Pick out each line of the rows below that contains the string "curtain", and copy those lines.

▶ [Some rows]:

------

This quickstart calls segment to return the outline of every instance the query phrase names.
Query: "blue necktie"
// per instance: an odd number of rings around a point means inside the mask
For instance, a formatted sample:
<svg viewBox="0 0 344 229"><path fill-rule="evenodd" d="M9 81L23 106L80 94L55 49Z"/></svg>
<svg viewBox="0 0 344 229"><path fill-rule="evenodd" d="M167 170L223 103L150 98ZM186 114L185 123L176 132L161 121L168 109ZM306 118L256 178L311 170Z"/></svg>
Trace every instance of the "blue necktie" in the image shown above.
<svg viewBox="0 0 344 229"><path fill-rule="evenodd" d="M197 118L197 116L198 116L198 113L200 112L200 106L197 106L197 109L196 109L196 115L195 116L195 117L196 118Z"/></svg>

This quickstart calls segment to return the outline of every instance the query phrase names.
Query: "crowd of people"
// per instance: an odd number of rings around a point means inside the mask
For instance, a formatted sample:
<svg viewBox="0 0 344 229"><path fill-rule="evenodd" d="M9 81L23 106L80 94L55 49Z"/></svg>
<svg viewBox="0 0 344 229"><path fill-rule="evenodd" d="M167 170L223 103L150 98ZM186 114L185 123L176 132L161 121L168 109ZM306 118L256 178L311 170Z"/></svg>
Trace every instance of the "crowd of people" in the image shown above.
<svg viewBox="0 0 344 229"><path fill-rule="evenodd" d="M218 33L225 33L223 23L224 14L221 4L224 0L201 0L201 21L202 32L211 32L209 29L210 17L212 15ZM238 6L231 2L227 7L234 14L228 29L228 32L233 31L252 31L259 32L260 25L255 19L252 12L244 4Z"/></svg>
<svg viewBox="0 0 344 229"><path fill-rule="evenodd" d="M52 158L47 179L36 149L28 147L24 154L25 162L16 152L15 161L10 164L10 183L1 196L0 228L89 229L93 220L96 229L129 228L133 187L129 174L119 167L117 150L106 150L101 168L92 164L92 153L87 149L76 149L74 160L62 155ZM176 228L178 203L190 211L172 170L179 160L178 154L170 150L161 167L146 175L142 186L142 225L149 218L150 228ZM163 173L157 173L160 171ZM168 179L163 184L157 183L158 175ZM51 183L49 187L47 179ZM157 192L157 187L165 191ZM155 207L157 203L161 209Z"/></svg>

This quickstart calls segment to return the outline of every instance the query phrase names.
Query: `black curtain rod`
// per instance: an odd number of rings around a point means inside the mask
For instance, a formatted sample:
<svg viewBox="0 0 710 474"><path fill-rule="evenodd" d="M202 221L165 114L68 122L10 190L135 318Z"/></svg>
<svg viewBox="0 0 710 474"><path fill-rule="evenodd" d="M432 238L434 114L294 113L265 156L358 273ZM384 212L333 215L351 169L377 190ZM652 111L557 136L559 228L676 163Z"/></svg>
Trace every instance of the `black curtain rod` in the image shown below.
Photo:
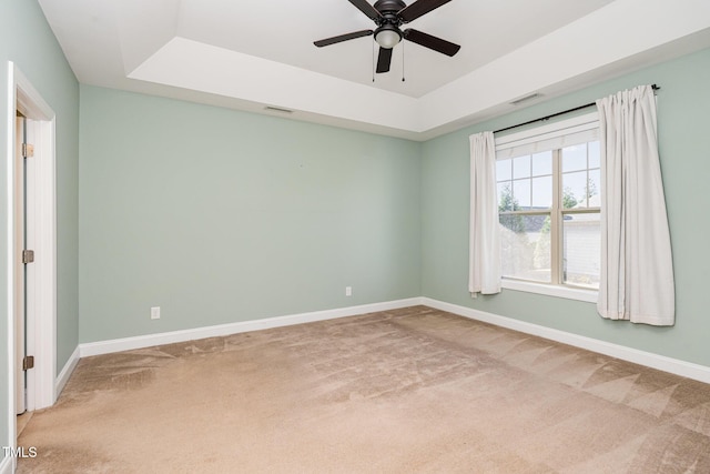
<svg viewBox="0 0 710 474"><path fill-rule="evenodd" d="M657 91L657 90L660 89L660 85L653 84L653 85L651 85L651 88L655 91ZM550 120L550 119L554 119L555 117L564 115L566 113L577 112L578 110L582 110L582 109L587 109L587 108L590 108L590 107L595 107L596 104L597 104L597 102L586 103L584 105L575 107L574 109L562 110L561 112L552 113L550 115L546 115L546 117L542 117L540 119L528 120L527 122L518 123L517 125L506 127L505 129L496 130L494 133L505 132L505 131L508 131L508 130L517 129L518 127L529 125L530 123L535 123L535 122L544 122L545 120Z"/></svg>

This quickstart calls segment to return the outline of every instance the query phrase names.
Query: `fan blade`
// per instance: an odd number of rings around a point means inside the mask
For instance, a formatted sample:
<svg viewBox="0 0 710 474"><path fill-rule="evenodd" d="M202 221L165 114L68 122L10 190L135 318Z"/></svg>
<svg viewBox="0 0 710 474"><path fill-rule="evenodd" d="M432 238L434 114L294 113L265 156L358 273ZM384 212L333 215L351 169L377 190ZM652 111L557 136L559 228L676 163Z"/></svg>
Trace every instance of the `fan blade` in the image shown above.
<svg viewBox="0 0 710 474"><path fill-rule="evenodd" d="M420 44L424 48L433 49L434 51L440 52L442 54L446 56L454 56L458 52L459 49L462 49L462 47L459 47L458 44L454 44L440 38L433 37L432 34L423 33L419 30L413 30L412 28L407 28L406 30L404 30L404 38L412 41L413 43Z"/></svg>
<svg viewBox="0 0 710 474"><path fill-rule="evenodd" d="M377 21L378 19L382 18L382 14L379 14L379 12L375 10L375 7L367 3L366 0L348 0L348 1L353 3L355 7L357 7L359 11L368 16L371 20Z"/></svg>
<svg viewBox="0 0 710 474"><path fill-rule="evenodd" d="M392 49L379 48L379 56L377 57L377 72L388 72L390 63Z"/></svg>
<svg viewBox="0 0 710 474"><path fill-rule="evenodd" d="M351 0L352 1L352 0ZM402 18L405 23L408 23L412 20L416 20L423 14L428 13L432 10L436 10L444 3L448 3L452 0L417 0L408 7L399 10L397 16Z"/></svg>
<svg viewBox="0 0 710 474"><path fill-rule="evenodd" d="M354 40L355 38L369 37L374 31L373 30L361 30L353 31L352 33L341 34L338 37L326 38L324 40L314 41L313 44L318 48L326 47L328 44L339 43L341 41Z"/></svg>

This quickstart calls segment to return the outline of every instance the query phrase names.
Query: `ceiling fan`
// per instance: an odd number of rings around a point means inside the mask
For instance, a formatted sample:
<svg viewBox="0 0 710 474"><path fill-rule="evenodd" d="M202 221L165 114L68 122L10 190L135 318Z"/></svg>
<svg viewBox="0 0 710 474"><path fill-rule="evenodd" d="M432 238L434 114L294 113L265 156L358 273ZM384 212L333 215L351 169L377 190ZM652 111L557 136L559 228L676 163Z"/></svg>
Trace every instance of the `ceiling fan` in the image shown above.
<svg viewBox="0 0 710 474"><path fill-rule="evenodd" d="M375 41L379 44L377 72L389 71L389 64L392 63L392 49L403 39L446 56L454 56L460 49L460 46L458 44L454 44L413 28L407 28L404 31L399 29L402 24L416 20L423 14L448 3L450 0L416 0L409 6L402 0L377 0L374 6L369 4L366 0L348 1L359 11L369 17L369 19L377 24L377 28L375 30L361 30L352 33L339 34L333 38L326 38L324 40L314 41L313 44L322 48L339 43L342 41L374 34Z"/></svg>

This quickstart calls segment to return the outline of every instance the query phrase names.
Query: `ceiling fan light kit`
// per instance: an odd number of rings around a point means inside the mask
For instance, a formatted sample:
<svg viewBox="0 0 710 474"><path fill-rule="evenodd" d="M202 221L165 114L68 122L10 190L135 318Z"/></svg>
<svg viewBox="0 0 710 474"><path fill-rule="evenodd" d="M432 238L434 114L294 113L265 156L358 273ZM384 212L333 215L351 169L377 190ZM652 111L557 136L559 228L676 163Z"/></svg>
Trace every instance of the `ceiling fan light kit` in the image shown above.
<svg viewBox="0 0 710 474"><path fill-rule="evenodd" d="M385 24L375 30L375 41L382 48L392 49L402 41L402 33L396 27Z"/></svg>
<svg viewBox="0 0 710 474"><path fill-rule="evenodd" d="M402 0L377 0L374 6L369 4L367 0L348 1L373 20L377 28L375 30L354 31L352 33L314 41L316 47L322 48L339 43L342 41L374 34L375 42L379 46L379 56L377 58L376 69L378 73L389 71L389 65L392 63L392 49L403 39L449 57L456 54L460 49L458 44L454 44L449 41L412 28L404 31L399 29L404 23L416 20L423 14L448 3L450 0L416 0L409 6Z"/></svg>

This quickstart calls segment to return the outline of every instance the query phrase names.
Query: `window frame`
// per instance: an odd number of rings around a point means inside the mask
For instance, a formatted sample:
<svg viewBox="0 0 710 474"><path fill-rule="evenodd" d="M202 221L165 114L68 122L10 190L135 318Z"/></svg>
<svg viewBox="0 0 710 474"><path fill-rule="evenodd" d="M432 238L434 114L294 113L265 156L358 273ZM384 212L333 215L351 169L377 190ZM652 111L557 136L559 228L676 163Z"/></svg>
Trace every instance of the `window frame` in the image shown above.
<svg viewBox="0 0 710 474"><path fill-rule="evenodd" d="M534 127L520 132L510 133L503 137L495 137L496 143L496 161L515 158L515 152L508 157L499 157L500 151L511 150L516 147L527 147L530 153L550 150L550 147L542 145L542 149L536 149L538 143L557 143L552 148L552 206L549 211L517 211L510 212L508 215L526 215L526 214L548 214L550 215L550 259L551 259L551 282L535 282L531 280L515 279L504 276L501 286L504 289L524 291L537 294L544 294L555 297L564 297L570 300L585 301L590 303L597 302L598 290L588 289L564 282L564 255L562 255L562 229L565 214L584 214L584 213L601 213L601 208L584 208L584 209L564 209L562 204L562 170L561 170L561 149L571 144L580 144L579 137L585 142L598 140L599 134L599 115L595 111L577 115L570 119L560 120L555 123L548 123L541 127ZM576 143L565 144L565 137L577 137ZM589 163L587 163L589 164ZM587 168L589 170L589 168ZM600 193L604 192L600 190Z"/></svg>

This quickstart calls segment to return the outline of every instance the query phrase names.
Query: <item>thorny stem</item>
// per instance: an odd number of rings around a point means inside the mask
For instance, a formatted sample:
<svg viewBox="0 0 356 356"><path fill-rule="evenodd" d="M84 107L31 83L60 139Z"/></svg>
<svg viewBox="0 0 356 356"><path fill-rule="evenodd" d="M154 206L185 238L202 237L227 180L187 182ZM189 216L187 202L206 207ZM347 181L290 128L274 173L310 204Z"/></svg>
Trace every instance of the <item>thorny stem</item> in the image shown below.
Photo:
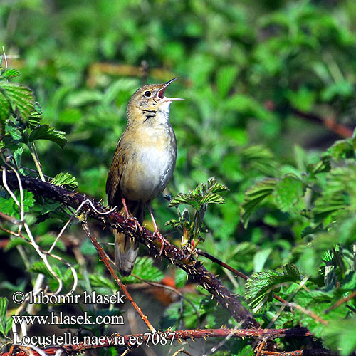
<svg viewBox="0 0 356 356"><path fill-rule="evenodd" d="M83 204L83 210L87 212L88 216L100 221L105 221L106 225L135 236L140 242L146 245L150 251L153 251L158 255L161 248L160 240L156 239L154 234L147 229L144 227L137 229L137 224L134 224L132 221L125 219L118 213L110 212L108 208L90 201L85 196L61 187L25 176L21 176L21 181L24 189L30 190L36 194L60 201L67 206L78 209L80 204L85 201L88 201L88 203ZM18 188L19 183L14 173L7 172L7 182L13 189ZM91 206L94 206L97 211L100 211L101 214L98 214ZM105 214L103 215L102 214ZM259 323L253 318L252 313L241 304L236 296L231 293L216 276L207 271L192 256L187 256L184 251L172 245L169 242L165 241L162 256L183 269L196 282L210 293L211 298L215 298L224 308L226 308L236 321L248 328L260 328Z"/></svg>
<svg viewBox="0 0 356 356"><path fill-rule="evenodd" d="M89 229L89 226L88 226L88 224L86 222L83 222L82 223L82 226L83 229L85 231L85 234L88 235L88 237L90 239L91 243L95 248L96 251L98 251L98 253L100 256L101 261L104 263L105 265L106 268L110 273L111 276L114 278L115 280L116 283L119 285L120 288L122 289L122 290L124 292L124 293L126 295L126 298L129 300L130 303L132 305L132 306L135 308L135 309L137 310L137 312L139 313L140 316L142 319L142 320L146 323L147 325L148 328L151 330L151 333L155 333L156 330L153 326L151 325L150 321L147 319L147 317L146 315L144 315L142 313L142 311L140 308L140 307L136 304L136 302L132 299L132 297L130 295L127 290L126 289L126 287L125 285L121 282L120 279L117 277L116 273L115 273L114 270L112 269L112 267L111 267L111 265L109 262L109 259L108 258L108 256L106 256L106 253L104 252L104 250L103 249L103 247L99 245L98 243L97 239L93 234L93 233L90 231L90 229Z"/></svg>
<svg viewBox="0 0 356 356"><path fill-rule="evenodd" d="M164 335L164 337L167 340L171 340L172 338L177 341L181 341L182 340L192 340L194 341L194 339L203 338L206 339L208 337L226 337L228 335L231 335L231 337L251 337L251 338L261 338L264 340L270 340L276 339L278 337L301 337L305 336L313 336L310 331L308 331L305 328L294 328L294 329L201 329L201 330L179 330L179 331L171 331L169 330L166 331L159 331L158 333L160 335ZM117 335L112 335L115 339L115 336L118 336ZM121 336L123 337L123 341L125 345L128 347L137 347L137 344L135 345L131 345L130 344L130 340L137 340L141 338L141 340L146 341L149 339L151 335L145 334L135 334ZM115 340L112 340L111 342L106 341L106 342L100 345L86 345L83 342L78 345L63 345L61 347L51 347L43 350L47 355L54 355L58 349L63 349L67 355L70 354L78 354L78 352L83 353L85 351L91 349L98 349L101 347L108 347L111 345L115 345ZM311 351L311 350L310 350ZM325 350L326 351L326 350ZM39 356L39 355L36 352L33 351L34 356ZM263 353L262 351L261 353ZM274 354L272 354L274 355ZM280 355L278 352L276 355ZM284 355L284 354L283 354ZM303 354L301 354L303 355ZM306 355L306 354L305 354ZM328 354L325 354L328 355ZM9 352L0 353L0 356L10 356ZM26 352L18 352L16 356L27 356Z"/></svg>
<svg viewBox="0 0 356 356"><path fill-rule="evenodd" d="M43 172L42 172L42 167L40 162L40 160L38 159L38 156L37 155L37 150L36 150L36 146L33 142L31 142L28 145L28 148L30 149L31 152L31 155L32 156L32 158L33 159L33 162L35 162L36 167L37 168L37 170L38 171L38 174L40 175L41 180L43 182L46 182Z"/></svg>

------

▶ [Complete response]:
Query: `black curtain rod`
Trace every instance of the `black curtain rod` in the image shown below.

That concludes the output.